BEGIN Material for the task
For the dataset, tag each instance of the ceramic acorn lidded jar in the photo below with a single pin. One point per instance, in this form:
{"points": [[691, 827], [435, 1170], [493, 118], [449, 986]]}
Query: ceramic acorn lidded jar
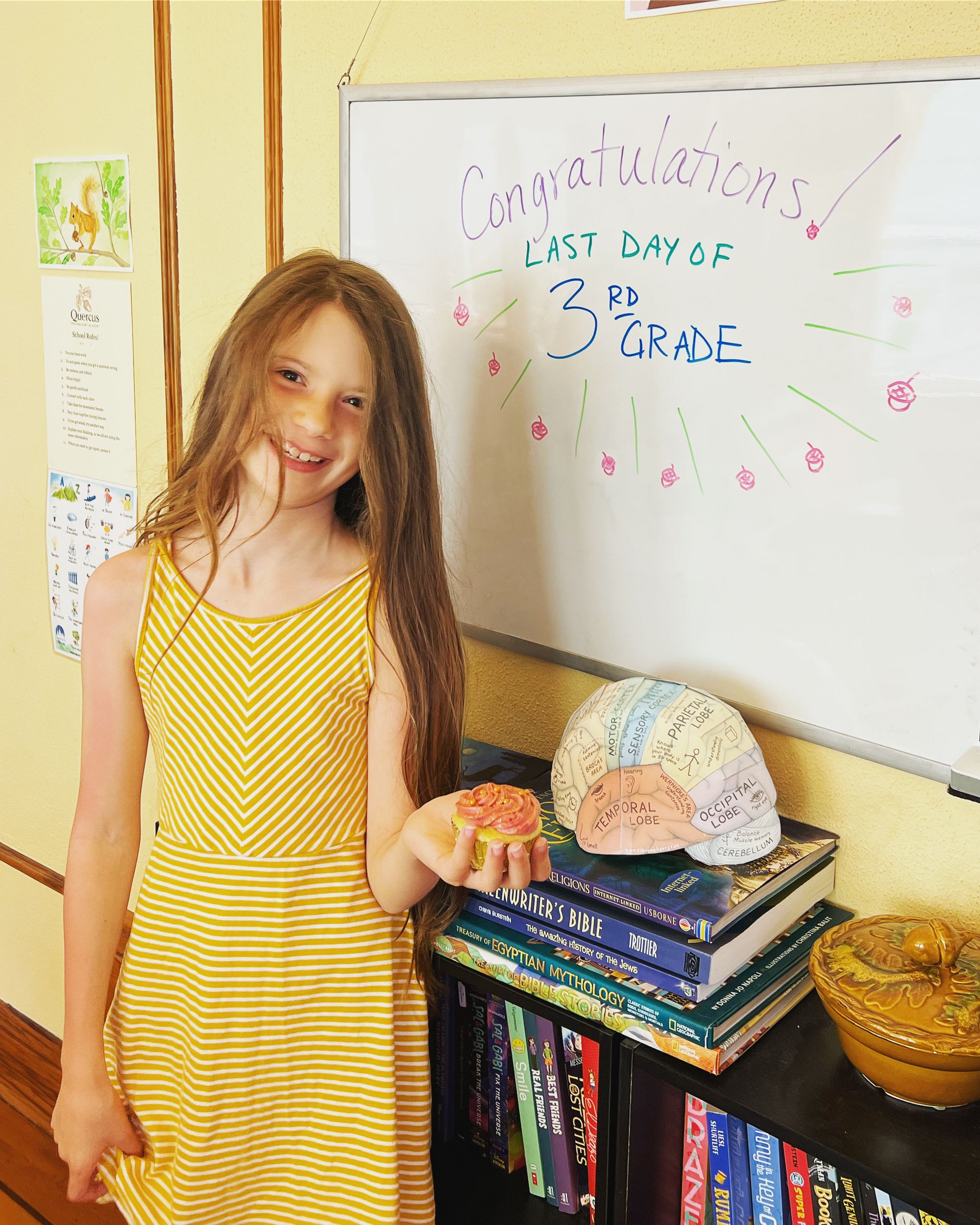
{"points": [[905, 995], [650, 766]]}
END Material for the task
BEGIN Material for the task
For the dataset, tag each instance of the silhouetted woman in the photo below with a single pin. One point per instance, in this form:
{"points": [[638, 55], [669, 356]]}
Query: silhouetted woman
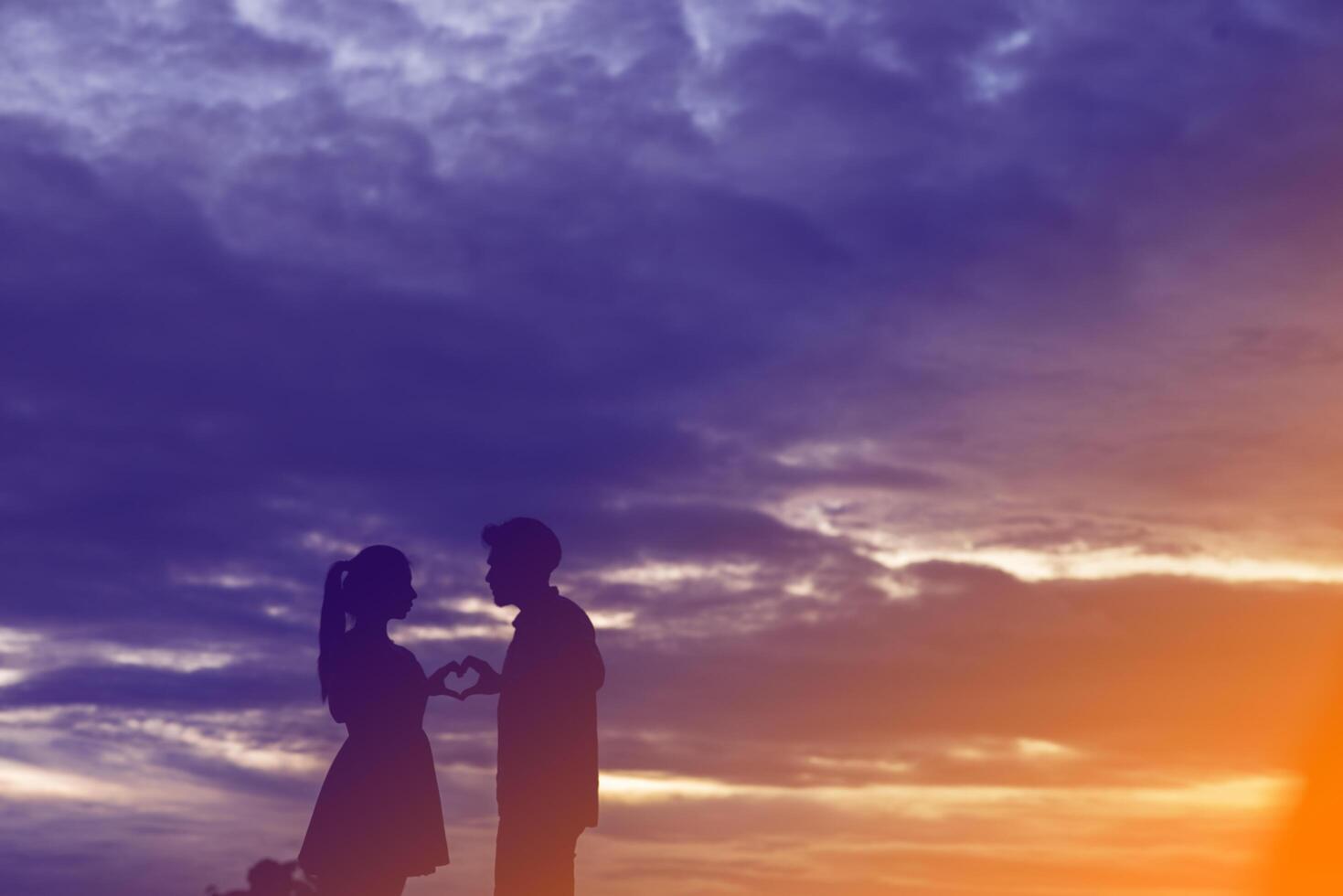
END Material for the task
BEGIN Material for the task
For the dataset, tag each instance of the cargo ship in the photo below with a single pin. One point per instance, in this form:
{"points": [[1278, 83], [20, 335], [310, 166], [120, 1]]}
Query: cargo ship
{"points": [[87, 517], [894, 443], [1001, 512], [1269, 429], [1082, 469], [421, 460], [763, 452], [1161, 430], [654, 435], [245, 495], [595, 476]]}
END Material for the task
## Problem statement
Reproduce word for word the lines of the material starting at the line containing "For the dataset, tag each instance of the silhouetted" and ending at the line containing "Query: silhouetted woman", both included.

## Written reply
For the dataset, tag each instance of the silhouetted woman in the photo below with a single pin. One point per instance, in this form:
{"points": [[638, 55], [669, 356]]}
Query: silhouetted woman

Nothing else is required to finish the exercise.